» **ACTION ITEM**
All of the listing should be returned as written, apart from any picture in it.

» **MATERIAL TO PROCESS**
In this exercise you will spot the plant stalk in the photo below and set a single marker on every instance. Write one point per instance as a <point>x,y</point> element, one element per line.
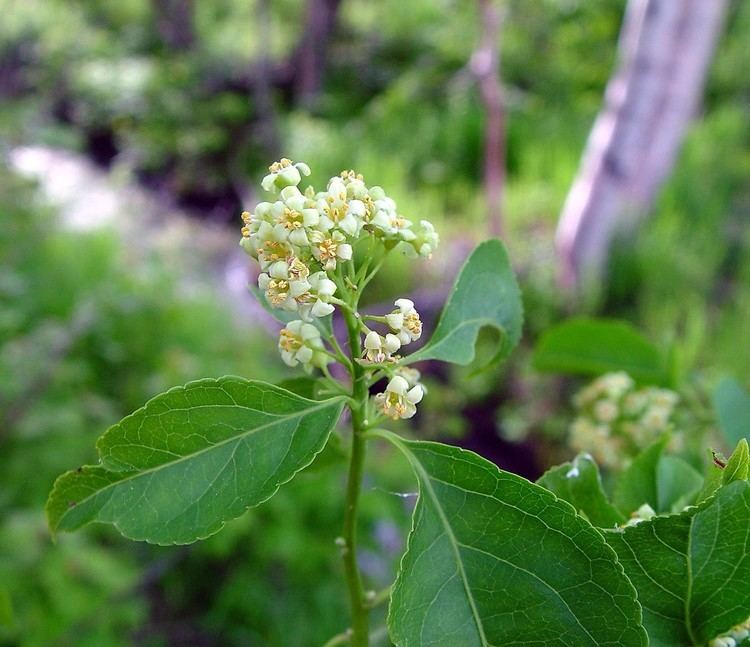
<point>360,395</point>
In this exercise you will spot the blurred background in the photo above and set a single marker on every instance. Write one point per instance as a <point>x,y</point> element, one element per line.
<point>606,142</point>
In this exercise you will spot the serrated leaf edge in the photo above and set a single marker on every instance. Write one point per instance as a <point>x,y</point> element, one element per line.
<point>319,404</point>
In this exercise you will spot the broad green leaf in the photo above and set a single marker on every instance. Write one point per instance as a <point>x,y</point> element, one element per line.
<point>6,608</point>
<point>712,481</point>
<point>493,559</point>
<point>738,465</point>
<point>594,346</point>
<point>691,570</point>
<point>677,483</point>
<point>639,484</point>
<point>732,405</point>
<point>485,295</point>
<point>305,386</point>
<point>579,484</point>
<point>193,458</point>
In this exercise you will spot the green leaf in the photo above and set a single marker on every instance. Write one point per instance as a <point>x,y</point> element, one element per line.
<point>324,324</point>
<point>638,484</point>
<point>594,346</point>
<point>677,483</point>
<point>6,608</point>
<point>495,560</point>
<point>737,468</point>
<point>738,465</point>
<point>193,458</point>
<point>692,570</point>
<point>305,386</point>
<point>732,405</point>
<point>579,484</point>
<point>485,295</point>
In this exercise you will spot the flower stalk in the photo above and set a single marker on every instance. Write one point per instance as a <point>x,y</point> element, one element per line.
<point>304,243</point>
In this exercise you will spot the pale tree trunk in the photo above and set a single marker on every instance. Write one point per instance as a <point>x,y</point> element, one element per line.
<point>485,65</point>
<point>174,22</point>
<point>665,49</point>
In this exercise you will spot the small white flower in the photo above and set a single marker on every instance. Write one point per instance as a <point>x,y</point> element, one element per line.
<point>606,411</point>
<point>300,343</point>
<point>426,239</point>
<point>284,173</point>
<point>315,301</point>
<point>405,321</point>
<point>327,250</point>
<point>379,349</point>
<point>398,400</point>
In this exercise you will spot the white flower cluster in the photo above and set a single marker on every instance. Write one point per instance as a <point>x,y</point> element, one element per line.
<point>616,420</point>
<point>302,239</point>
<point>400,398</point>
<point>735,636</point>
<point>405,327</point>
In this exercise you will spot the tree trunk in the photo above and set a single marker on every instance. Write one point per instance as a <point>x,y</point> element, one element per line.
<point>485,65</point>
<point>665,49</point>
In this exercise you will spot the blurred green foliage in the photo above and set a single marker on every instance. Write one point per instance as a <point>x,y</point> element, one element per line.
<point>89,330</point>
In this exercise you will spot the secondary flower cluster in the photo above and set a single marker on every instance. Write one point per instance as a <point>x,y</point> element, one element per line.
<point>402,395</point>
<point>616,420</point>
<point>304,243</point>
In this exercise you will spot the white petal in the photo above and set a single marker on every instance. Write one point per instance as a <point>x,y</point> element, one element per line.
<point>326,288</point>
<point>372,341</point>
<point>294,327</point>
<point>299,237</point>
<point>309,332</point>
<point>321,309</point>
<point>415,394</point>
<point>304,354</point>
<point>268,182</point>
<point>410,410</point>
<point>288,358</point>
<point>404,305</point>
<point>392,343</point>
<point>279,270</point>
<point>303,168</point>
<point>395,320</point>
<point>357,208</point>
<point>310,217</point>
<point>298,288</point>
<point>349,224</point>
<point>288,177</point>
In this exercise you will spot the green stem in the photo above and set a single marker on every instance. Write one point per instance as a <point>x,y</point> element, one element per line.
<point>360,395</point>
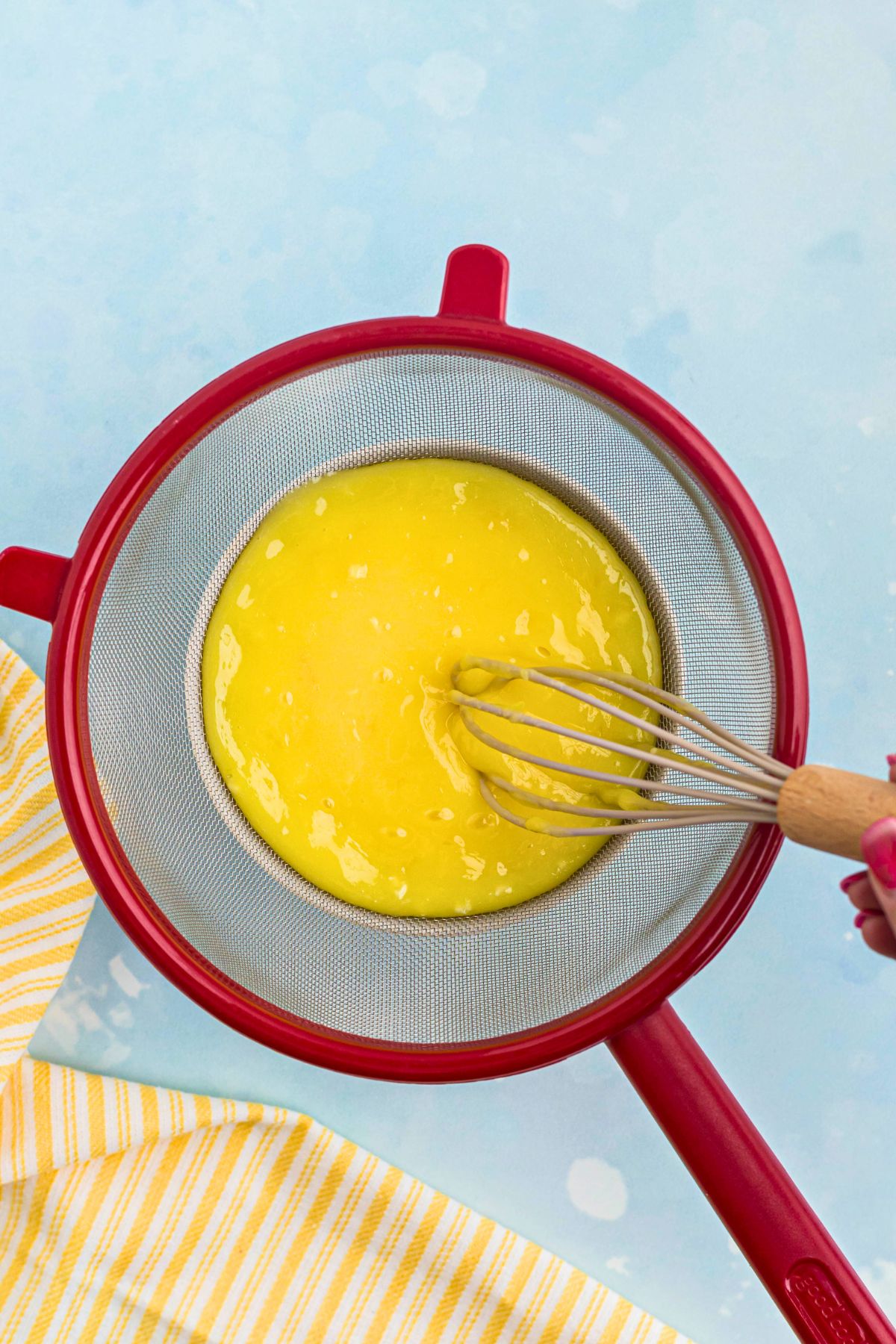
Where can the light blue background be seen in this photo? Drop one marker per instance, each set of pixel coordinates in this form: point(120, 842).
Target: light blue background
point(703, 193)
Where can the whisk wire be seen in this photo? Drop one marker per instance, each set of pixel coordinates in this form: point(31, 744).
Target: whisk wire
point(747, 781)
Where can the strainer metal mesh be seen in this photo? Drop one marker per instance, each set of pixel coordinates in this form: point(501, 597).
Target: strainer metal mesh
point(437, 983)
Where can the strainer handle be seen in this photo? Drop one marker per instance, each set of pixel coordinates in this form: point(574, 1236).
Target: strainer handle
point(476, 282)
point(808, 1276)
point(31, 581)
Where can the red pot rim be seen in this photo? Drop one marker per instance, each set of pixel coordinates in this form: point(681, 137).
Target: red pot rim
point(72, 757)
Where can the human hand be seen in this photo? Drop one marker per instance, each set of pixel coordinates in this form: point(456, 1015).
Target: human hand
point(874, 890)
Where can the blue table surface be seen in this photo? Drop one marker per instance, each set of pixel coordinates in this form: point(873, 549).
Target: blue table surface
point(702, 193)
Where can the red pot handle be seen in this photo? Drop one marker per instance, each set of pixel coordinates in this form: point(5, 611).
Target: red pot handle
point(33, 581)
point(802, 1268)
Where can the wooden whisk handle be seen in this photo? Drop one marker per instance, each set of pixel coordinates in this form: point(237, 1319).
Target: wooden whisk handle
point(830, 809)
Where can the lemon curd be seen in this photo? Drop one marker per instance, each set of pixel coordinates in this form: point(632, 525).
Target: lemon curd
point(327, 668)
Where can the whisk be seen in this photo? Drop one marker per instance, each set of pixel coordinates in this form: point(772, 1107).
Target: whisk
point(815, 806)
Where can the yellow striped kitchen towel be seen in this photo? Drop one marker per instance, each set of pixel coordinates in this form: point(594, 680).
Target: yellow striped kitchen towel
point(132, 1213)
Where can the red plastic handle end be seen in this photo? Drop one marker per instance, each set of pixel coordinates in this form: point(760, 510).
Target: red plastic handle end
point(31, 581)
point(476, 282)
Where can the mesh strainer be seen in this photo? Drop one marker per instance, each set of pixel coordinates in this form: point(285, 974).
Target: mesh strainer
point(453, 999)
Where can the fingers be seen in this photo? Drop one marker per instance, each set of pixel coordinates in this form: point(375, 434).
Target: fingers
point(860, 892)
point(877, 920)
point(874, 890)
point(876, 933)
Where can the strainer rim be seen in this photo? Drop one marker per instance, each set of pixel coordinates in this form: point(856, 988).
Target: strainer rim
point(78, 788)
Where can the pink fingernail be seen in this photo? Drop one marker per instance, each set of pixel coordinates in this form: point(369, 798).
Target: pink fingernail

» **YOUR SOLUTION**
In this exercise you will spot the plant stalk in the photo below and set a single marker on every instance. Write one point per instance as a <point>x,y</point> element, one element per line.
<point>360,395</point>
In this exercise you will spot the blurred background in the photo above and set a single marker on every instance. Write one point per instance as a <point>x,y</point> element, one element per line.
<point>606,142</point>
In this exercise you will spot the serrated leaf edge in the photo above and set a single marker on every instance. Write one point per instance as a <point>x,y</point> element, one element per line.
<point>319,404</point>
In this exercise you will spot the broad green leaf in the photo above and set a single marker on every instance. Write one point per instance as a <point>x,y</point> element, one element per line.
<point>6,608</point>
<point>712,481</point>
<point>493,559</point>
<point>738,465</point>
<point>594,346</point>
<point>691,570</point>
<point>677,483</point>
<point>639,484</point>
<point>732,405</point>
<point>485,295</point>
<point>305,386</point>
<point>579,484</point>
<point>193,458</point>
In this exercise you will spot the green leaf in the photo above and set a single marker on every instance. Write one point per instance as a <point>x,y</point> element, one element per line.
<point>324,324</point>
<point>638,484</point>
<point>594,346</point>
<point>677,483</point>
<point>6,608</point>
<point>495,560</point>
<point>737,468</point>
<point>738,465</point>
<point>193,458</point>
<point>692,570</point>
<point>305,386</point>
<point>732,405</point>
<point>579,484</point>
<point>485,295</point>
In this exercise you will spot the flower stalk in the photo above and set a single marker on every instance. Write one point per instance as a <point>x,y</point> element, one element per line.
<point>304,243</point>
In this exercise you will spot the pale tree trunk in the photo above and set a single marker on every instance. Write one point per instance as a <point>x,y</point> element, one element per line.
<point>485,65</point>
<point>174,22</point>
<point>665,49</point>
In this exercise you will spot the small white flower in the photo above and set a single marker on every instance. Write one point per instance as a <point>x,y</point> element, one element per line.
<point>606,411</point>
<point>300,343</point>
<point>426,239</point>
<point>284,173</point>
<point>315,301</point>
<point>405,321</point>
<point>327,250</point>
<point>379,349</point>
<point>398,400</point>
In this exercise you will spot the white flower cluster in the photo above and set a single marker on every instance. Write one point per instance as a <point>x,y</point> element, one element per line.
<point>616,420</point>
<point>302,239</point>
<point>400,398</point>
<point>735,636</point>
<point>405,327</point>
In this exercise you will spot the tree trunk in the photo above and set a single marker on every instance. Write one point per instance as a <point>x,y</point> element, one element per line.
<point>485,65</point>
<point>665,49</point>
In this exercise you will spot the blurred green foliage in the photo above and set a single marker on every instance. Write one point per instance as a <point>x,y</point> element, one element per line.
<point>89,330</point>
In this exercise you will spot the secondary flower cluster in the photo above and set a single marker on every instance. Write one point per instance as a <point>x,y</point> element, one element per line.
<point>402,395</point>
<point>616,420</point>
<point>304,243</point>
In this exercise you will spot the white petal in the photo above and set a single marker on every instance. Write one point per instance as a <point>x,y</point> element, one element per line.
<point>326,288</point>
<point>372,341</point>
<point>294,327</point>
<point>299,237</point>
<point>309,332</point>
<point>321,309</point>
<point>415,394</point>
<point>304,354</point>
<point>268,182</point>
<point>410,410</point>
<point>288,358</point>
<point>404,305</point>
<point>392,343</point>
<point>279,270</point>
<point>303,168</point>
<point>395,320</point>
<point>357,208</point>
<point>310,217</point>
<point>298,288</point>
<point>349,224</point>
<point>288,177</point>
In this exercise you will spot the green stem in the photo above and set a single marker on every instance. Write one point per instance as a <point>x,y</point> element, one element per line.
<point>360,395</point>
Where can the light blue background be seen in this photo? Drop one marker per instance, each set of pixel coordinates in this form: point(120, 842).
Target: light blue background
point(703, 193)
Where can the whisk wire be seen in this photo? Drop one marker per instance, each set of pixel coordinates in this form: point(31, 744).
Target: whisk wire
point(747, 781)
Where can the strainer metal mesh be seen in this photo? Drop one marker per instance, each set of pixel coordinates in this form: point(501, 597).
Target: strainer metal mesh
point(437, 983)
Where can the strainer handle be seen in this photo? Drop one marker per instance, each set of pixel coordinates in this form: point(574, 1236).
Target: strainer handle
point(476, 282)
point(808, 1276)
point(31, 581)
Where can the red pot rim be seen in this photo? Drop one marker per instance, each set of pixel coordinates in this form: point(681, 137).
Target: red pot rim
point(72, 757)
Where can the human hand be seen in this photo? Drop one marker per instance, each set of pixel coordinates in this form: point(456, 1015).
Target: human hand
point(874, 890)
Where can the blue table surface be seen in this photo? Drop one marker per instance, each set of pixel coordinates in this form: point(873, 549).
Target: blue table surface
point(702, 193)
Where can the red pot handle be seen in this photo? Drop one marker per instance, each set of pixel coordinates in this form: point(5, 611).
Target: red pot handle
point(33, 581)
point(802, 1268)
Where can the wooden whisk handle be seen in this photo? Drop one marker per instance, each set of pixel coordinates in this form: point(237, 1319).
Target: wooden whisk handle
point(830, 809)
Where can the lemon curd be seen in this photo? Drop one marker per instance, each set of pixel coordinates in this form: point(632, 525).
Target: lemon curd
point(327, 668)
Where can the whisk be seen in this photo? Drop one marker per instance, each set of pixel coordinates in this form: point(772, 1107).
Target: whisk
point(815, 806)
Where can the yellow striped kitchen towel be seen in this photo? Drop one marker per instance, each set of pixel coordinates in this form: point(594, 680).
Target: yellow striped kitchen towel
point(132, 1213)
Where can the red plastic handle end be seen in this photo? Drop one marker per instance, each set of pixel coordinates in this form: point(760, 510).
Target: red plastic handle end
point(31, 581)
point(476, 282)
Where can the mesh strainer be seen in this photo? Drop one marker per instance, each set of pixel coordinates in this form: point(285, 974).
Target: mesh strainer
point(453, 999)
Where can the fingers be seen in this photo? Drop one marker per instance, each set of pixel coordinates in this form: point(375, 434).
Target: fingers
point(860, 892)
point(877, 920)
point(874, 890)
point(876, 933)
Where can the strainer rim be seen in this photo? Drop one marker per instance, each set of pixel coordinates in this form: point(856, 988).
Target: strainer rim
point(78, 788)
Where can the pink fingernail be seen in this photo? Drop one marker per instance, each set of pixel coordinates in this form: point(369, 798).
Target: pink fingernail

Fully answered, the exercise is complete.